### Set problem:
Render the data as a Markdown table with the columns Row and Line, one numbered row per line and no blank lines. Include only the lines from the one containing "Put one marker on each instance of the bare" through the end of the data.

-------- Record set --------

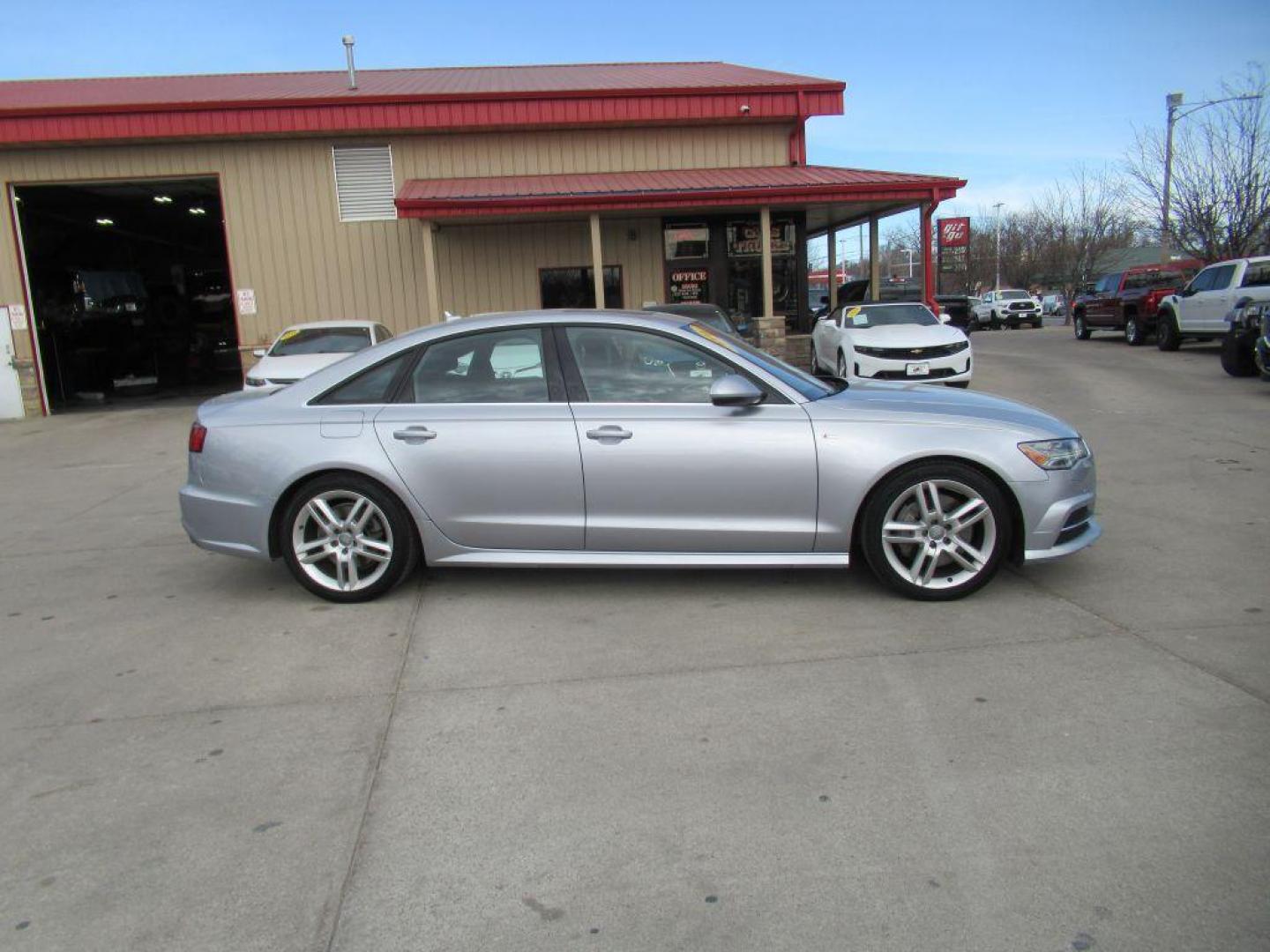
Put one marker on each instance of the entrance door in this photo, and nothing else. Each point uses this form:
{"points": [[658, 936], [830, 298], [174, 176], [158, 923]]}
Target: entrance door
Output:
{"points": [[669, 471], [11, 387], [482, 447]]}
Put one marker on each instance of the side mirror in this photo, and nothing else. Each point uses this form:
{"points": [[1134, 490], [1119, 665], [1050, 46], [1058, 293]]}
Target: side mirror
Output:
{"points": [[735, 390]]}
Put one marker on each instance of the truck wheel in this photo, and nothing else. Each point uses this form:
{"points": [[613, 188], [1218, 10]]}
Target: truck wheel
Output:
{"points": [[1168, 337], [1237, 354], [1134, 335]]}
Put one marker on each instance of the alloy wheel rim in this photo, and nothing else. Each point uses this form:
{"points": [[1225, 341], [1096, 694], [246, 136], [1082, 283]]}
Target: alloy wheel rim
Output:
{"points": [[342, 541], [938, 533]]}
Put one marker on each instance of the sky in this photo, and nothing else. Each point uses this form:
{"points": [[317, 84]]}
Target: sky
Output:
{"points": [[1007, 95]]}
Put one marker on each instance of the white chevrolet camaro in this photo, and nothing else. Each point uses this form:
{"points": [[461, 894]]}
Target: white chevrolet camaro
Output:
{"points": [[894, 340]]}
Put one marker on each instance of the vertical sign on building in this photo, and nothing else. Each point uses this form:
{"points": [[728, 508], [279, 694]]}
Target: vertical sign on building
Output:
{"points": [[952, 245]]}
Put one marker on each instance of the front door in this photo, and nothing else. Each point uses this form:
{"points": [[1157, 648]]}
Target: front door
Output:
{"points": [[11, 387], [669, 471], [484, 439]]}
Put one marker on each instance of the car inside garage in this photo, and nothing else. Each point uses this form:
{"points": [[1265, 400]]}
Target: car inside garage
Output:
{"points": [[130, 288]]}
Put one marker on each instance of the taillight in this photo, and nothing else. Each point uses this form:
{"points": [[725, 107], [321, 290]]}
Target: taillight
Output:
{"points": [[197, 437]]}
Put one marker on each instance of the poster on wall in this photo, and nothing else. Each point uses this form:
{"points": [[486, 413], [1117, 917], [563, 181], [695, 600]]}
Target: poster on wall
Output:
{"points": [[690, 286], [746, 239]]}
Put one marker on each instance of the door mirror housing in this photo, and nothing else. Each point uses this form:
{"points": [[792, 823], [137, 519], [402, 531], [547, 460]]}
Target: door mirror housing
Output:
{"points": [[735, 390]]}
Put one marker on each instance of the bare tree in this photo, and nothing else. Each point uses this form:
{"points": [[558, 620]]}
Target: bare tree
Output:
{"points": [[1221, 173]]}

--------

### Complete answer:
| Row | Line |
|---|---|
| 1 | Put one marker on each instance of the bare tree in this photo, and nothing else. Each point uses this form: |
| 2 | {"points": [[558, 620]]} |
| 3 | Target: bare tree |
| 4 | Output: |
| 5 | {"points": [[1221, 173]]} |